» **PROBLEM STATEMENT**
Could you write out the records below exactly as they appear?

» **RECORDS FOR THE TASK**
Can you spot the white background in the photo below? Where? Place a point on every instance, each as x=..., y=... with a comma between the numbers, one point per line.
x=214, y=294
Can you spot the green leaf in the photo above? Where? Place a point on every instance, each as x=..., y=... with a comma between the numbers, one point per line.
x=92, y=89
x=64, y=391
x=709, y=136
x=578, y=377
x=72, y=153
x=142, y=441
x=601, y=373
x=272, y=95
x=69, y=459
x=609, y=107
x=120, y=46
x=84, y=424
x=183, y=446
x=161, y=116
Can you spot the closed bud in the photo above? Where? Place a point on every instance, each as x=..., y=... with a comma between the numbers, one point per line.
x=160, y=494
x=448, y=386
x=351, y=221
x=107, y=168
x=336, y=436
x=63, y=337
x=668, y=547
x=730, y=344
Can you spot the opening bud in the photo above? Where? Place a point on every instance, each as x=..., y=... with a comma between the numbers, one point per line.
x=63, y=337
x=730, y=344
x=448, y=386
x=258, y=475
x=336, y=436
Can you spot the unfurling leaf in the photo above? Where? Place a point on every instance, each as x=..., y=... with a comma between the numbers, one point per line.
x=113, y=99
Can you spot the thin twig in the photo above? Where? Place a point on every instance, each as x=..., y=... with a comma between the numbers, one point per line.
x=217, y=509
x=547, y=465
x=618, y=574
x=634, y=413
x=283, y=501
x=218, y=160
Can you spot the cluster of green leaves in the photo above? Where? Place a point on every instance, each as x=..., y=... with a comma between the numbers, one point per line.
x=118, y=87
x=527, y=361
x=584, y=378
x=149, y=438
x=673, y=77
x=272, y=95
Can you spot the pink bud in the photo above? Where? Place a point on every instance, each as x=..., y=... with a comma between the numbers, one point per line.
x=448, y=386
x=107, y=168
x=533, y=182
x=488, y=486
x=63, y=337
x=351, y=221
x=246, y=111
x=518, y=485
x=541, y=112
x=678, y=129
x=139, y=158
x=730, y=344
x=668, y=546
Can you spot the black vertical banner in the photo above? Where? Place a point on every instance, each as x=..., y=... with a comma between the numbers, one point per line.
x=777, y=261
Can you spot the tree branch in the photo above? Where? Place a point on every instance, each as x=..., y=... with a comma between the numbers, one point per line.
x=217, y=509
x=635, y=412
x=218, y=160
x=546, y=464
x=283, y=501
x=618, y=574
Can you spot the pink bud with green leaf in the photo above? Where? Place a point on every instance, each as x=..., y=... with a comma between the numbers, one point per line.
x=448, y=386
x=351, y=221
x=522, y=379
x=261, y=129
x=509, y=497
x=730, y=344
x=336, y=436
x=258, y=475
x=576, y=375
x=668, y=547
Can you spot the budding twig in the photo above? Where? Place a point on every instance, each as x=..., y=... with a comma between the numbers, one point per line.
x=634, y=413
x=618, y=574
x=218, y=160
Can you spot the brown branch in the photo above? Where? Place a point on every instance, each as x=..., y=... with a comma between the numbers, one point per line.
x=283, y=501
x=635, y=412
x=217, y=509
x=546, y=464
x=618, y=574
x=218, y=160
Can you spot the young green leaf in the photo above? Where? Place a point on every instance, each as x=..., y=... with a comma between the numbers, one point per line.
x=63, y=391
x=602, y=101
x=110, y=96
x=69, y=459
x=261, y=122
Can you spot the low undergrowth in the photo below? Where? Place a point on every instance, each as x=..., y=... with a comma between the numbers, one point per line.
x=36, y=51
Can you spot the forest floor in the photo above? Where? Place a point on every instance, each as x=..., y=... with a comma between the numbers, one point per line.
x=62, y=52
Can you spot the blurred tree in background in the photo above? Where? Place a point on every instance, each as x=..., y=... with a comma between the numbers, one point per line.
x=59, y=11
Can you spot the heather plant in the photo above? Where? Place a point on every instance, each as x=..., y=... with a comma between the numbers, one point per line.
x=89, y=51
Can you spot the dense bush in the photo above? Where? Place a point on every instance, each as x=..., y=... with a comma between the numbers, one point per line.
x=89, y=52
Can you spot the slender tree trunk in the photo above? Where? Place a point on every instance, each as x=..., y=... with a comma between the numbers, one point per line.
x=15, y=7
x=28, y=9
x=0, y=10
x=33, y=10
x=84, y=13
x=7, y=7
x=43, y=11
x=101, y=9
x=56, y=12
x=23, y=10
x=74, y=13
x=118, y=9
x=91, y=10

» **RESULT**
Can you spot the white background in the photo below? Where? Place a point on every instance, each as x=..., y=... with a comma between the numbers, one point per line.
x=214, y=294
Can you spot the green leaf in the photo above? Where? Place a point on every instance, each as x=..., y=... with a comma between the numbers, one point per line.
x=92, y=89
x=64, y=391
x=709, y=136
x=578, y=377
x=72, y=153
x=142, y=441
x=601, y=373
x=272, y=95
x=69, y=459
x=609, y=107
x=120, y=46
x=84, y=424
x=183, y=446
x=161, y=116
Can you spot the closed bud in the photo above? Where? Place a point on every instance, each as x=..., y=... with a comma between the numbers, one point per line.
x=160, y=494
x=448, y=386
x=351, y=221
x=107, y=168
x=336, y=436
x=63, y=337
x=668, y=547
x=730, y=344
Can you spot the opening bud in the photo above? Where? Place a point on every instance, each as x=..., y=... with a comma between the numbers, one point per line.
x=63, y=337
x=730, y=344
x=448, y=386
x=258, y=475
x=336, y=436
Can you spot the unfurling leaf in the photo above? Where? Place a point on every instance, each as x=..., y=... with a comma between the numbers, one point per line.
x=113, y=99
Can you spot the thin twig in the photo above? Where? Place a point on every instance, each as x=..., y=... with a comma between the numbers, one point per line.
x=217, y=509
x=547, y=465
x=618, y=574
x=634, y=413
x=283, y=501
x=218, y=160
Can you spot the cluster of green leaves in the photo above? Where? Place a point on every instance, each as x=..., y=... with a comma between the numbers, one point per line.
x=118, y=87
x=527, y=361
x=584, y=378
x=149, y=438
x=673, y=77
x=272, y=95
Can you spot the pink bud in the photo above? Where? Place a point on every instance, each as x=..., y=... with a comma between the numbers, one point per line.
x=448, y=386
x=107, y=168
x=533, y=182
x=488, y=486
x=63, y=337
x=351, y=221
x=246, y=111
x=518, y=485
x=541, y=112
x=678, y=129
x=139, y=158
x=730, y=344
x=668, y=546
Can you spot the black vertical banner in the photo above? Where? Place a point on every instance, each as x=..., y=... with a comma between the numbers, one point per line.
x=777, y=261
Can you spot the tree branch in the photo above? Where? Place a point on every instance, each as x=..., y=... with a comma between the numbers, one point per line.
x=217, y=509
x=635, y=412
x=218, y=160
x=546, y=464
x=283, y=501
x=618, y=574
Can you spot the pink bud with green leaf in the photo above? Where? Place a point on every instance, each as x=..., y=... with a comma between the numbers, one point per line.
x=448, y=386
x=351, y=221
x=522, y=379
x=261, y=129
x=509, y=497
x=730, y=344
x=336, y=436
x=258, y=475
x=576, y=375
x=668, y=547
Can you spot the budding twig in the photo above? Where? Place a point on every instance, each as x=..., y=... with a comma between the numbers, one point per line.
x=634, y=413
x=618, y=574
x=218, y=160
Can you spot the brown branch in the photo above? Where? Place a point on every instance, each as x=..., y=... with a comma between the numbers, one point per line.
x=283, y=501
x=635, y=412
x=217, y=509
x=546, y=464
x=618, y=574
x=218, y=160
Can you spot the young green leaf in the photo above? Where? Place a point on every instance, each as x=..., y=... with a comma between the numbers, one point per line.
x=63, y=391
x=602, y=101
x=110, y=96
x=69, y=459
x=261, y=122
Can you spot the low undergrowth in the photo below? Where? Place a point on every instance, each as x=..., y=... with a comma between the numbers, one point per line.
x=36, y=51
Can you spot the forest floor in the photo above? Where? Place a point on every instance, each as x=..., y=... with a comma between the numbers, one point per line.
x=62, y=52
Can you spot the blurred tree in background in the photo above? Where? Place a point on every instance, each as x=..., y=... with a comma between the numbers, one point per line.
x=59, y=11
Can you spot the heather plant in the photo above? Where? Place a point on every instance, each as x=..., y=... with a comma between the numbers, one point per line.
x=89, y=51
Can you spot the dense bush in the photo above? Where? Place a point on every instance, each as x=..., y=... with a comma between the numbers, one point per line.
x=89, y=52
Can you spot the slender tree trunk in the photo above? Where? Place a point on every instance, each as x=..., y=... with a comma between the numbers, one point per line.
x=15, y=7
x=28, y=9
x=0, y=10
x=33, y=10
x=84, y=13
x=7, y=7
x=43, y=11
x=101, y=9
x=56, y=12
x=23, y=10
x=74, y=13
x=118, y=9
x=91, y=10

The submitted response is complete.